* [PASSAGE TO READ]
Putting it all together: Important links between team performance and CPR quality

RESUSCITATION JOURNAL COVER

Putting it all together: Important links between team performance and CPR quality

Article outline

Chest compression quality directly impacts patient outcomes from cardiac arrest; thus, ensuring high quality delivery is a crucial component of code team management.1 While evidence-based resuscitation guidelines emphasize CPR quality and health professionals are broadly trained in these skills, performance gaps persist in actual practice, including long pauses in compression delivery.2, 3 Teamwork and care coordination during cardiac arrest also has been demonstrated to have an influence on CPR quality.4 Improvement in guideline compliance with resuscitation quality goals may be dependent not only on knowledge and technical skills but also on teamwork and culture within individual hospitals or emergency medical systems.5 The mechanisms by which teamwork specifically impacts CPR quality remains poorly understood.

In the current issue of Resuscitation, O’Connell et al. evaluated CPR quality and team performance at two tertiary pediatric Emergency Departments (EDs) using video recording to explore factors affecting compression pause duration.6 This observational study was conducted over a 30-month period from 2014 to 2016 and included pediatric patients receiving CPR in the ED; resuscitations at these two hospitals were video recorded for quality review purposes. Analysis of 81 cardiac arrests in 64 patients was conducted specifically evaluating adherence to resuscitation guidelines, pause duration and related team coordination of resuscitation care. A total of 900 compression pauses during CPR delivery were identified and evaluated; 22% of these pauses were not compliant with guidelines-recommended pause duration of <10?s. Additionally, compression rate was faster than the recommended rate (>120?per min) in 75% of chest compression segments.

Pause duration was influenced by the associated performance of resuscitation tasks at the same time. Pauses were significantly shorter when utilizing one pulse check site compared to multiple sites (p?<?0.001). Similarly having fingers ready on the pulse measurement site compared to not ready was associated with shorter pauses (p?=?0.001). These findings highlight the importance of communication and teamwork on pulse checks and other coordinated ancillary tasks.

The use of video recording was crucial in the conduct of this investigation. Videography in clinical care has been used most widely in trauma management and neonatal resuscitation, and it has been increasingly integrated into pediatric and medical cardiac arrest care protocols as well.7, 8 Communication, teamwork, and adherence to guidelines can all be assessed via review of these recordings.8, 9 Despite the value of videography in assessing and reviewing clinical resuscitation events, important potential barriers exist, such as patient privacy concerns, costs, technology challenges, and influence on provider behavior. Evolving technologies such as augmented reality may prove to be a valuable resource to overcome these challenges; for example, wearable recording devices have been studied as a way to assess CPR performance.10 Augmented reality techniques have also been tested to enhance CPR training.11 Given that inpatient cardiac arrests often occur in unpredictable locations without video recording infrastructure in place, integrating portable video capture through such devices may allow for more broad capture of these data.

* [BRIEF] Update the CPR quality and team performance text from "Chest compression quality" to "remains poorly understood.", replacing "cardiac arrest" with "sudden cardiac arrest" and giving that part again.

* [DATA]
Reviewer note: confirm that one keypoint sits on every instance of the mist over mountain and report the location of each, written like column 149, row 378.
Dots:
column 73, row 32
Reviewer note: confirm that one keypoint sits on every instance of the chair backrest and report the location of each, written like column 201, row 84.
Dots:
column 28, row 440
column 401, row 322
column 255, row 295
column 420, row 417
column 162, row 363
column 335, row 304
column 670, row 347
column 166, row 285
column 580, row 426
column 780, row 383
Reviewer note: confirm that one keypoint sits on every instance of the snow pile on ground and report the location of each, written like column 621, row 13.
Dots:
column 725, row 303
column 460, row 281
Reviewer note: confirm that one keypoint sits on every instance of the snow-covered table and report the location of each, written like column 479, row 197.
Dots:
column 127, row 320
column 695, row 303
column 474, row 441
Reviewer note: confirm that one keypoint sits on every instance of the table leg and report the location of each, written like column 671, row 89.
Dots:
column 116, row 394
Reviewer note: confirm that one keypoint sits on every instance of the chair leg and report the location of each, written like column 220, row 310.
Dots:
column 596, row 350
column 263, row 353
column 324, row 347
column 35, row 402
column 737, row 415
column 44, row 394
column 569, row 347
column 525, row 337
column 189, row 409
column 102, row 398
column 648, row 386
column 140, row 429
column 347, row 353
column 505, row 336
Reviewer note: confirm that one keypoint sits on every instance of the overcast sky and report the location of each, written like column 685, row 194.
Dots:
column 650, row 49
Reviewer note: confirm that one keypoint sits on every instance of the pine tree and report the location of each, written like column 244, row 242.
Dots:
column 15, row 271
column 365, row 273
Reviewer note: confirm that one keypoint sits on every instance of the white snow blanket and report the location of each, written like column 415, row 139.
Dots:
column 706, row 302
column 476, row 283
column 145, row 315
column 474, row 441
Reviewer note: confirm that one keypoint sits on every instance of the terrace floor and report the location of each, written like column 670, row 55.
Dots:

* [EXERCISE ANSWER]
Chest compression quality directly impacts patient outcomes from sudden cardiac arrest; thus, ensuring high quality delivery is a crucial component of code team management.1 While evidence-based resuscitation guidelines emphasize CPR quality and health professionals are broadly trained in these skills, performance gaps persist in actual practice, including long pauses in compression delivery.2, 3 Teamwork and care coordination during sudden cardiac arrest also has been demonstrated to have an influence on CPR quality.4 Improvement in guideline compliance with resuscitation quality goals may be dependent not only on knowledge and technical skills but also on teamwork and culture within individual hospitals or emergency medical systems.5 The mechanisms by which teamwork specifically impacts CPR quality remains poorly understood.